** SELECTED PASSAGE follows **

This year, 32 nonprofits providing essential services to Houstonians will receive grant funding from Houston Methodist. Photo courtesy of Houston Methodist

A Houston-area hospital system has announced the latest recipients of its grant program, benefiting nonprofits that are providing essential services to Houstonians.

Houston Methodist announced this month the 32 local nonprofit organizations receiving more than $6.8 million in community grants as a part of the Community Benefits Grant Program. This year, these nonprofits will give access to health care services to more than 188,000 individuals in underserved communities in the Greater Houston area.

“For three decades, the Houston Methodist Community Benefits Grant Program has helped create pathways to care for some of the most vulnerable in the Greater Houston community who often are struggling to afford basic necessities,” says Ryane Jackson, vice president of community benefits at Houston Methodist, in a news release.

** End of SELECTED PASSAGE **

Extend the article on Houston Methodist's community grants past its final paragraph, in the same news style.

** DATASET SECTION follows **

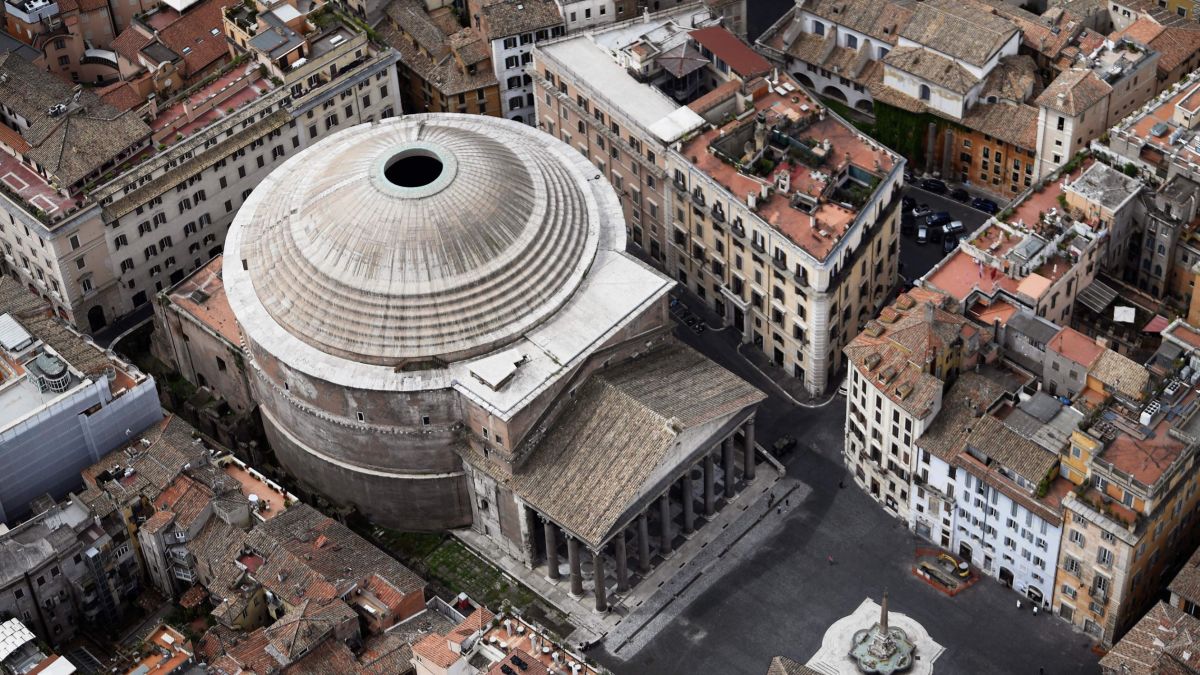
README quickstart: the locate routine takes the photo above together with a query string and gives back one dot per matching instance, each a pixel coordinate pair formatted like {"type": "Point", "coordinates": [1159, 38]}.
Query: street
{"type": "Point", "coordinates": [775, 592]}
{"type": "Point", "coordinates": [918, 258]}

** End of DATASET SECTION **

**ANSWER FOR THE TASK:**
Since the program's inception, it's provided $168 million to 82 local charities.

“Access to high quality health care is one of many issues that our community faces, and this grant helps makes much-needed health care resources affordable and accessible," she continues. "I’m proud that we can continue to partner with local organizations focused on expanding the health and well-being of all Houstonians.”

Houston Methodist announced the full list of this year’s Community Benefits grant awardees online.

Last year, Houston Methodist announced grants to 59 Houston-area nonprofit organizations totalling more than $4.6 million thanks to the Houston Methodist Diversity, Equity & Inclusion Grant Program.